# Star Wars Complete Bluray Collection



## 727 (Sep 12, 2011)

I don't know why but I'm really interested in this; I just want to see what they changed and how significant of an upgrade the visuals got. Plus it also gives me the excuse to try to watch ALL the movies in one day.


----------



## luke_c (Sep 12, 2011)

Pre-ordered the moment it came out on Amazon  
	

	
	
		
		

		
			




Just gotta sort out Amazon declining my card then they can actually post it


----------



## bowser (Sep 12, 2011)

This is great, but I'm also waiting for the re-release in 3D


----------



## Veho (Sep 12, 2011)

Complete with some recent changes... 








Oh what am I complaining about anyway, I know I'll be all like *shut up and take my money* (as soon as I have any money, at least).


----------



## Satangel (Sep 12, 2011)

Epic purchase for the for the fans, but I'm not interested. Personally I don't want to rewatch the Starwars films, they just aged really bad IMHO and I've seen them all already. I don't want to view them again.


----------



## Paarish (Sep 12, 2011)

Must get *drool*


----------



## spotanjo3 (Sep 12, 2011)

Not interesting. I would save my money over this. It is just movie.


----------



## Nebz (Sep 12, 2011)

A run of records
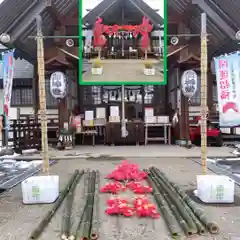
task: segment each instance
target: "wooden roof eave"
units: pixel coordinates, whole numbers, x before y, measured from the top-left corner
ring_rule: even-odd
[[[216,9],[212,9],[212,7],[205,0],[192,0],[193,4],[197,4],[203,12],[206,12],[209,18],[211,18],[216,25],[224,31],[228,37],[232,40],[235,40],[236,31],[229,26],[228,23],[224,21],[222,17],[220,17],[220,12],[222,11],[219,6],[217,6],[218,11]],[[215,3],[212,3],[216,5]]]

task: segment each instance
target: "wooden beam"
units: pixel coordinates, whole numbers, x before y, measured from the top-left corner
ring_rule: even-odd
[[[45,0],[46,10],[51,14],[54,19],[56,25],[61,25],[64,23],[64,17],[60,15],[58,12],[55,3],[53,0]]]
[[[72,17],[72,16],[70,16],[70,17],[65,17],[64,18],[64,21],[63,21],[63,24],[65,25],[65,26],[78,26],[78,17],[76,18],[76,17]]]

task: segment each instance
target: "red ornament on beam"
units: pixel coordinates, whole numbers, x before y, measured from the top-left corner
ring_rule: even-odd
[[[95,22],[93,29],[94,32],[94,46],[102,47],[106,43],[105,37],[103,38],[103,33],[108,36],[117,35],[119,31],[126,31],[133,34],[136,38],[139,34],[142,35],[141,47],[142,49],[147,49],[150,43],[149,33],[152,31],[153,26],[147,17],[143,17],[142,23],[140,25],[104,25],[102,24],[102,19],[98,18]]]

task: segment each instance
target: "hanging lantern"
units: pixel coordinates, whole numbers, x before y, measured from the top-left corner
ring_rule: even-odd
[[[63,99],[67,95],[67,79],[64,73],[54,72],[50,77],[50,93],[56,99]]]

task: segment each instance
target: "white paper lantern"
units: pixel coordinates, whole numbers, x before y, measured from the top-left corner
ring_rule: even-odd
[[[56,99],[63,99],[67,95],[67,79],[64,73],[54,72],[50,77],[50,92]]]

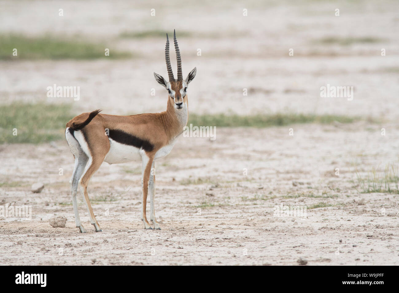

• **What to work on**
1 > Answer these questions from the forum thread about the Star Wars Blu-ray collection:
(a) Where did luke_c pre-order the collection?
(b) What release does bowser say he is also waiting for?
(c) What does 727 say the collection gives him an excuse to try?
2 > Pick out every line of the records that contains the word "beam".
The forum thread and the records have nothing to do with each other.

• **Full answers**
1 >
(a) On Amazon.
(b) The re-release in 3D.
(c) To watch all the movies in one day.

2 >
target: "wooden beam"
target: "red ornament on beam"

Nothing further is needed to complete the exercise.